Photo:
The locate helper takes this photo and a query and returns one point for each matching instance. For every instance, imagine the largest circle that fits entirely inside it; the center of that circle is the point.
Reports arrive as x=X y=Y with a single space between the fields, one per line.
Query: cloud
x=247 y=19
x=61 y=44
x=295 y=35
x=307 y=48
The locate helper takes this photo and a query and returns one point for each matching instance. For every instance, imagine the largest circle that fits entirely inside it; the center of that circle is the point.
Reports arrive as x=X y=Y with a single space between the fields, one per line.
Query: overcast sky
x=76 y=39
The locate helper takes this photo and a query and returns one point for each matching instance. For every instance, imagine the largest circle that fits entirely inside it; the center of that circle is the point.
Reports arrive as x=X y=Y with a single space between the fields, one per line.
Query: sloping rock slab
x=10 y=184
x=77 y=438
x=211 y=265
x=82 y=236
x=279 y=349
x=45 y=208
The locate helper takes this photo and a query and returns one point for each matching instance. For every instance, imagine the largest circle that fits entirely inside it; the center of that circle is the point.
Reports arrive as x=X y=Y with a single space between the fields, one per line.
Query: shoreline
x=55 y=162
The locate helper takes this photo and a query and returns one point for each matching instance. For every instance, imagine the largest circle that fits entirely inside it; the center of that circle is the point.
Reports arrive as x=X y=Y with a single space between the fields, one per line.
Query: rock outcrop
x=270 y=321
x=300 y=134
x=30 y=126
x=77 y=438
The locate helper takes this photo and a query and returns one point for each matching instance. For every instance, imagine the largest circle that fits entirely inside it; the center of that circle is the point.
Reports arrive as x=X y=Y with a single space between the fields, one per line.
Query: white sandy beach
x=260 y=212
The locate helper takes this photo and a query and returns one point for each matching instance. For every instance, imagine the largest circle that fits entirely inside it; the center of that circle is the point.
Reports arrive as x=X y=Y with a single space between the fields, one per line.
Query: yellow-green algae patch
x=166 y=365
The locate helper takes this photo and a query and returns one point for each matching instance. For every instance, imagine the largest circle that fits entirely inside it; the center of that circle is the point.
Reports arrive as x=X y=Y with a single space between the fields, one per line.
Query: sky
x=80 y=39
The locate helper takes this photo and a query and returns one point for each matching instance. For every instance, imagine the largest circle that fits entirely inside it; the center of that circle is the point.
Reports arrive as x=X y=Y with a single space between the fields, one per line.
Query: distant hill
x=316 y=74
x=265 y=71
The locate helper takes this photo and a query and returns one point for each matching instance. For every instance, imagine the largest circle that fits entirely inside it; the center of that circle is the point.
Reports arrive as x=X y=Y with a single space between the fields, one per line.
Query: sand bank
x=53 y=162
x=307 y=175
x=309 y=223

────────────────

TASK OBJECTIVE: Starting at the line that contains "Query: yellow-green algae patch", copy each line exactly through the end of the listing above. Include that first line and the last one, and add nothing.

EXERCISE ANSWER:
Query: yellow-green algae patch
x=166 y=365
The locate helper takes this photo and a query and returns one point for each matching instance. For every instance, imagine the largest circle that fits entirely inside it; the center of that circle is the point.
Reports arrive as x=X y=Y with a single space between the fields, one per line.
Query: sky
x=80 y=39
The locate helper takes this photo and a query and returns one point for each matching instance. For every instance, imagine the largest circle that fits entirely inside it; the center of that circle is the point.
Reports arrive as x=X y=Y with a single space between the fields, one per line.
Query: distant hill
x=316 y=74
x=265 y=71
The locate helper takes this photo and a query and returns one point for each matching instance. For every instance, imagine the largest circle that fits entirely inside it; the center of that circle is the point.
Reports arrive as x=X y=Y with a single space between the fields, one per line.
Query: sand bank
x=53 y=162
x=307 y=175
x=309 y=223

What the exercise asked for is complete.